Wednesday August 2018

AFH brings forward timeline on scrapping platform fees

For new clients and investment top-ups


National adviser network AFH has brought forward its plan to scrap platform fees, effective from today for new clients and those topping up their investments.

To allow for a comprehensive review of their current portfolios, AFH said other existing clients' platform fees would be removed by 1 November.

Last month, AFH confirmed it would be scrapping platform fees for all of its clients but said this would be effective from the end of the year.

In June, chief executive Alan Hudson told Professional Adviserthe move was "inevitable", saying the only question was as to what timescale over which this would occur.

In this latest update, Hudson said: "Unlike ongoing adviser charges and active fund management, which add direct value to clients, platforms are a dead weight and only subtract from performance."



Platform study

The Financial Conduct Authority's (FCA) recent platform market study interim report, Hudson said, suggested price was not advisers' primary reason advisers for picking a particular platform - it was the service to the adviser.

"That would be fine if the adviser was paying for it, but they aren't," he argued. "If advisers had to pay for platforms, they wouldn't be as expensive as they are now."

On average platforms charge around 30bps a year, Hudson pointed out, which for a client with a £50,000 pension would add up to more than £12,500 over 25 years. This would slash the final pot from almost £175,000 to just more than £160,000 - assuming 5% annual growth.

"It doesn't matter how wealthy you are: would you pay £600 a year on a £200,000 portfolio if you didn't have to?" he continued. 

"Investment returns are predicted to be lower, which means that money could make a significant difference to a client's return/cost ratio.

"And with the FCA's focus on value for money, it's inevitable that adviser charging and particularly ongoing adviser charges will be next on their radar, so increasing adviser charging to include platform fees is not an option." 

He added: "I think between the FCA and their own clients, advisers are soon going to be facing some tough questions."

* _Dataset extract_
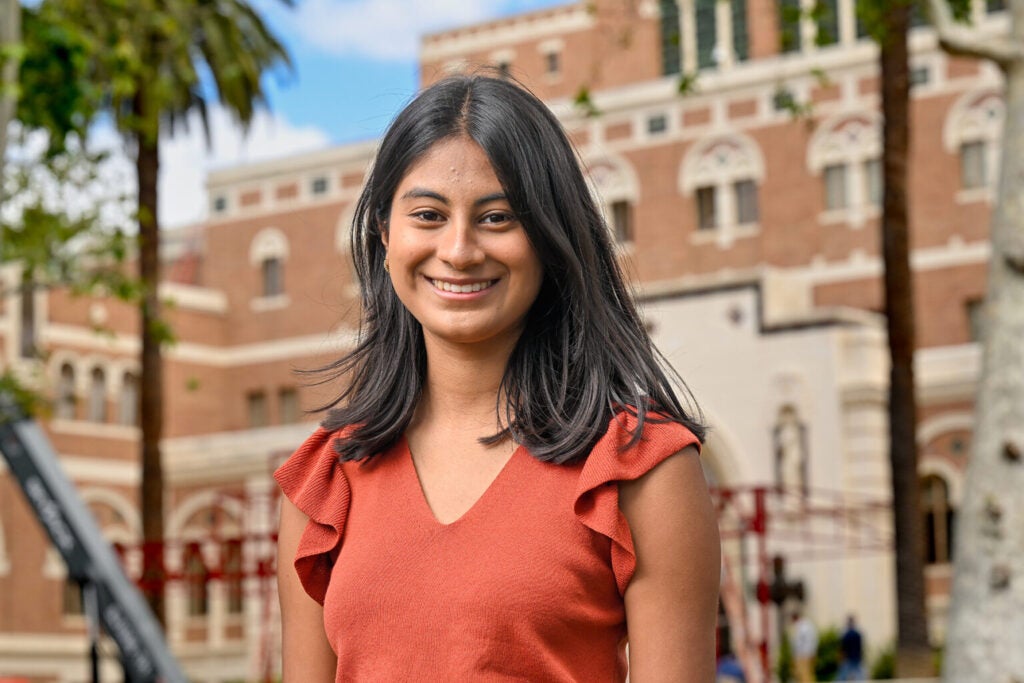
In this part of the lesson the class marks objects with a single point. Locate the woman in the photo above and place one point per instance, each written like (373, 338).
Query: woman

* _Objective A_
List every sum of money given in pounds sterling in the article on AFH scrapping platform fees.
* _Objective B_
From the article on AFH scrapping platform fees, output the passage that starts with the words containing "Platform study" and ends with "5% annual growth.".
None of the data above is needed here.

* _Complete response A_
£50,000
£12,500
£175,000
£160,000
£600
£200,000

* _Complete response B_
Platform study

The Financial Conduct Authority's (FCA) recent platform market study interim report, Hudson said, suggested price was not advisers' primary reason advisers for picking a particular platform - it was the service to the adviser.

"That would be fine if the adviser was paying for it, but they aren't," he argued. "If advisers had to pay for platforms, they wouldn't be as expensive as they are now."

On average platforms charge around 30bps a year, Hudson pointed out, which for a client with a £50,000 pension would add up to more than £12,500 over 25 years. This would slash the final pot from almost £175,000 to just more than £160,000 - assuming 5% annual growth.